Hi @Thumbs, thanks for the list. Just to clarify: a user-initiated resync should never be necessary, and is currently being used as a stop-gap until we get to the bottom of this issue.
Traditionally, web apps let the server do most of the heavy lifting, i.e. querying against the database on the server to determine what should be shown on the current screen. In the case of the Tablo, the role of heavy lifting was intentionally put on the client as the Tablo device needs all the CPU resources it can get. What all this implies is that the Tablo and client have an non-traditional relationship in that the entire database is sent to the client (that’s the “Sync” screen you see) and diffs are sent on an ongoing basis (in the background, except when playing video) in bunches of “add”, “update” and “remove” commands.
The trouble is if any of those packets are mishandled at all, the client database goes bonkers. And that’s where I believe we stand with the issues you’ve been having. Whereas traditionally with the server doing the heavy lifting, there’s no need to worry – there’s only one point of failure (the server) and the client is dumb in that it just displays whatever the server tells it to. This is just generally easier and safer to deal with. Anyway, that’s not your problem! But just giving some background on where I think the issue lies.

▸ **PROBLEM DESCRIPTION**: Extend the forum reply about how the Tablo syncs its database to the client, starting right after its final sentence.

▸ **DATA**:
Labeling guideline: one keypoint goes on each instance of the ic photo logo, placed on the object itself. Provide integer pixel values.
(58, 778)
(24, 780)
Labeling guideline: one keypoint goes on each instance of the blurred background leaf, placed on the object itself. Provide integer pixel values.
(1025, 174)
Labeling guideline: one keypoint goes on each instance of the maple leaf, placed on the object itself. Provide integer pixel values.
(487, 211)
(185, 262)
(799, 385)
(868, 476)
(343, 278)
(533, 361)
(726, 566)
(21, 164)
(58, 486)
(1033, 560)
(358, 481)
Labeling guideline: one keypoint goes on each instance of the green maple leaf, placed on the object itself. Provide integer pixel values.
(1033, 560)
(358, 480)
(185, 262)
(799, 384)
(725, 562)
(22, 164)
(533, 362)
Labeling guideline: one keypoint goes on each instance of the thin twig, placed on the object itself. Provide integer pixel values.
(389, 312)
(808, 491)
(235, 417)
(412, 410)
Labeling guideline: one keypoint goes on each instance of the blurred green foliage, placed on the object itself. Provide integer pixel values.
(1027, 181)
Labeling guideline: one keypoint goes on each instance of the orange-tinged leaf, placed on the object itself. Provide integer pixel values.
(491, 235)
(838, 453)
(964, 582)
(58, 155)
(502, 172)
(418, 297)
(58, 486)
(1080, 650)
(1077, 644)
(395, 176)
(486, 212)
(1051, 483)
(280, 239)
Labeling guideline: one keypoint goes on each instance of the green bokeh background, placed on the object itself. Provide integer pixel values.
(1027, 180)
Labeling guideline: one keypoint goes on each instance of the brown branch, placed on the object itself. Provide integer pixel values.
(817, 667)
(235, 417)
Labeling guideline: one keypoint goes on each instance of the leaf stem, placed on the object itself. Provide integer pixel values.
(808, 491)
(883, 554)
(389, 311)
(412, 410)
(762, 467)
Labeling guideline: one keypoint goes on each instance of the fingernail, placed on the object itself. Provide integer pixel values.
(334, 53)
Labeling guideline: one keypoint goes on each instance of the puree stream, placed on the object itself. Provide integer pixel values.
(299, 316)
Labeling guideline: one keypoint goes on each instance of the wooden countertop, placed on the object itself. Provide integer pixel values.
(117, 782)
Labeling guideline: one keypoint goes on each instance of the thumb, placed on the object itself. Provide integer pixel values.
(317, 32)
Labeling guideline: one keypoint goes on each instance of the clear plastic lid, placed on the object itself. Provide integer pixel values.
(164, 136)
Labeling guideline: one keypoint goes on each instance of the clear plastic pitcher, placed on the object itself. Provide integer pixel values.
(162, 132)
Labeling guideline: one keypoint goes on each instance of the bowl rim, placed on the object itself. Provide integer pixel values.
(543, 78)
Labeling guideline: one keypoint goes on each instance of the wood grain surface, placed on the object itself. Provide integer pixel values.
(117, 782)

▸ **SOLVED EXERCISE**:
1) Based on your comment, I now disable the button while it’s “spinning”. Although curiously the spinner has always been there, but recently was switched to an SVG icon… so I’m not sure how you saw a REC button without a spinner.
2) I’m going to play with this scenario. QA has done extensive testing in that regard, but perhaps a bit of extra abuse of rescanning might recreate something
3) Those updates wouldn’t mess with the local database. If the numbers are incorrect, it means there’s data missing in the database, i.e. a sync operation fell through. If a resync fixes it, that means the database on the Tablo itself is just fine, and the local database is corrupt. Clear indication of a buggy sync.
4) Shouldn’t be a problem. If you were using Firefox or IE10+, I’d be concerned as they use an entirely different database tech (IndexedDB instead of WebSQL) and that carries a whole other set of queries & additional logic that is still not stable.
5) Well it’s not a traditional web app in that it doesn’t follow RESTful principles – in fact it’s got a socket open for bidi communication (websockets). When you leave the browser, that websocket connect is often closed (as you experience on your smartphone). We don’t have a choice but to re-establish the connection and go through the whole rigmarole of connect & auth. I think the best option here is to make the reconnect seem more transparent, i.e. hide the reconnect process if we can determine that we are restoring the connection.
As for the “dog ear” show count being slow to update – that count is “live” and queries the local database. Again, if it returns an incorrect number, it means the local database is out of sync. If it eventually does return a correct number after a short pause, then it’s working as intended. The server pushes updates to the database (the diffs I mentioned) at its own pace, and as soon as I receive them, then the UI updates taking into account the updated data. But on the other hand, if it gives a false number indefinitely, then we’ve got a client database corruption issue.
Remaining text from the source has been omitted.